Smoking is a common habit with significant health-related and economic costs. Nearly five million deaths annually are estimated to result from smoking. Although more than half of smokers indicate a desire to quit, quitting remains a formidable challenge for many, as cravings can be powerful and both biologically and psychologically driven. In addition to nicotine dependence, the smoking habit is maintained through repetition and reinforcement. As an example, smoking is positively reinforced via the experience of “reward” and negatively reinforced by the removal of unpleasant physical and emotional sensations that can occur during withdrawal and at times of stress. Conventional approaches to smoking cessation have typically focused on reducing exposure to triggers, engaging in distraction, substituting other behaviors, and efforts to reduce stress in general. These approaches have been associated with only modest success, however. Additionally, smokers are vulnerable to relapse.
Mindfulness, which is commonly described as present-moment, nonjudgmental awareness, can be an effective tool for riding out cravings and “sitting with” the distress associated with the quitting process. Furthermore, mindfulness can help foster an attitude of acceptance of present-moment challenges and thoughts (such as, “Quitting feels extremely difficult, and sometimes I worry I can’t do this.”). Acceptance can help one to ride out these moments, understanding them as temporary, rather than being overwhelmed by them. Mindfulness has been shown to be helpful in preventing depression relapse, reducing anxiety, managing chronic pain, decreasing insomnia, and for a number of other issues.
A recent study compared mindfulness training (MT) with the American Lung Association’s “Freedom From Smoking” (FFS) program. Eighty-eight participants were randomly assigned to one of the two groups and received twice-weekly, manualized group sessions of either MT or FFS for four weeks. The participants were then followed for another 13 weeks and their smoking behavior was assessed at several points during and after the initial four-week treatment period. Participants were neither encouraged nor discouraged from using medications to help them quit, but few participants used any during the trial period.

Assignment – In the text on mindfulness and quitting smoking, how many deaths each year are estimated to result from smoking?

[Collected data]
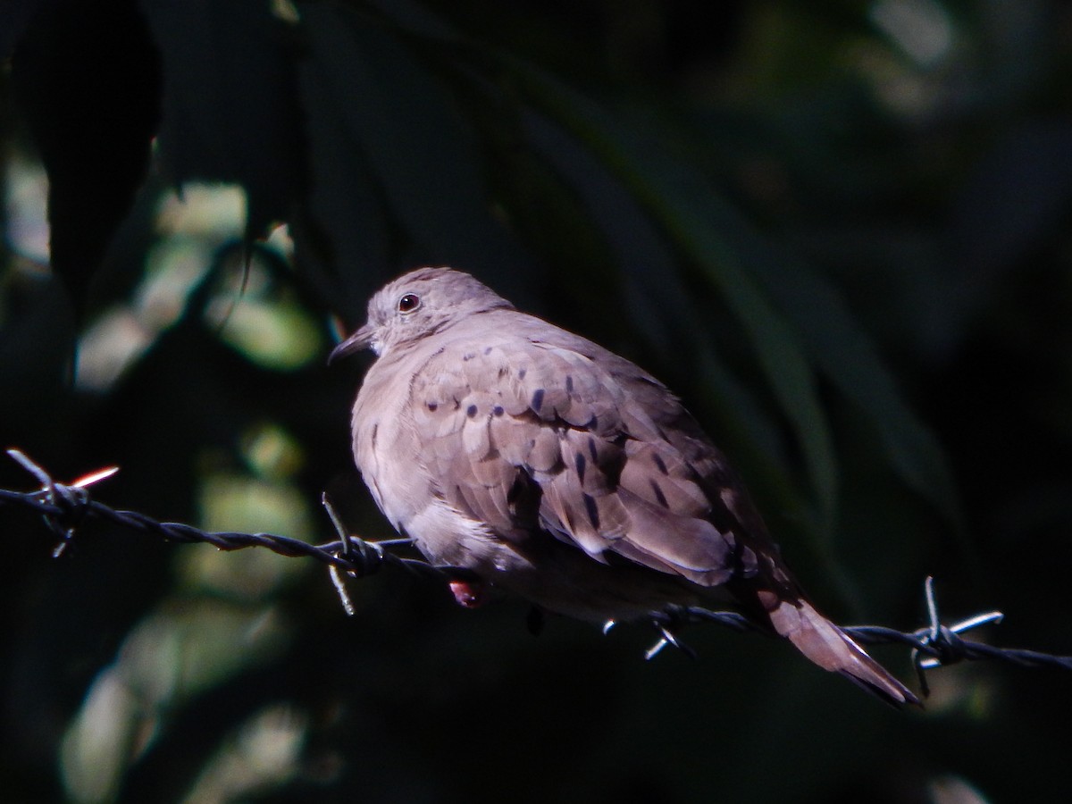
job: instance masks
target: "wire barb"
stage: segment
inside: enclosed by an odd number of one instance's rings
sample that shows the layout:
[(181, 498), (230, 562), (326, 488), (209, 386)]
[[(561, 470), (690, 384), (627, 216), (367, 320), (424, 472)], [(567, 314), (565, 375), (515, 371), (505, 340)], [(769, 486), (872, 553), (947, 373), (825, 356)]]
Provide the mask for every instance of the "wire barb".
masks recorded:
[[(40, 464), (18, 449), (9, 449), (8, 455), (36, 479), (40, 488), (29, 492), (0, 489), (0, 508), (4, 505), (15, 505), (39, 513), (48, 532), (58, 538), (53, 550), (53, 555), (57, 557), (73, 545), (79, 528), (87, 521), (94, 519), (118, 524), (129, 530), (153, 533), (168, 541), (205, 542), (219, 550), (260, 547), (280, 555), (310, 557), (325, 564), (342, 607), (348, 615), (354, 614), (355, 608), (346, 591), (346, 578), (366, 578), (377, 572), (386, 564), (412, 572), (434, 576), (441, 581), (457, 579), (460, 571), (458, 568), (436, 567), (420, 559), (405, 557), (391, 552), (392, 548), (412, 546), (412, 539), (366, 541), (354, 536), (342, 523), (327, 495), (322, 496), (322, 503), (339, 537), (337, 541), (311, 545), (299, 539), (268, 533), (207, 532), (181, 522), (159, 522), (137, 511), (116, 510), (92, 500), (89, 487), (114, 475), (119, 471), (117, 466), (92, 472), (71, 483), (60, 483), (54, 480)], [(1024, 649), (996, 647), (962, 638), (962, 634), (973, 628), (1000, 623), (1003, 615), (1000, 611), (989, 611), (962, 620), (953, 625), (943, 625), (938, 611), (933, 578), (927, 578), (924, 583), (924, 599), (928, 622), (925, 627), (918, 630), (904, 632), (877, 625), (849, 626), (843, 630), (865, 644), (893, 643), (911, 647), (912, 664), (919, 675), (920, 688), (924, 696), (929, 691), (926, 681), (927, 670), (965, 660), (992, 659), (1019, 667), (1058, 667), (1072, 670), (1072, 656), (1055, 656)], [(753, 623), (740, 612), (712, 611), (697, 606), (669, 607), (665, 611), (652, 612), (650, 620), (658, 631), (659, 638), (645, 653), (645, 658), (649, 659), (654, 658), (667, 645), (678, 647), (686, 655), (695, 656), (695, 652), (681, 642), (679, 638), (681, 629), (690, 623), (717, 623), (739, 632), (769, 632), (768, 629)], [(613, 621), (608, 621), (604, 625), (604, 634), (610, 631), (613, 625)]]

Solution to this problem – Nearly five million deaths each year.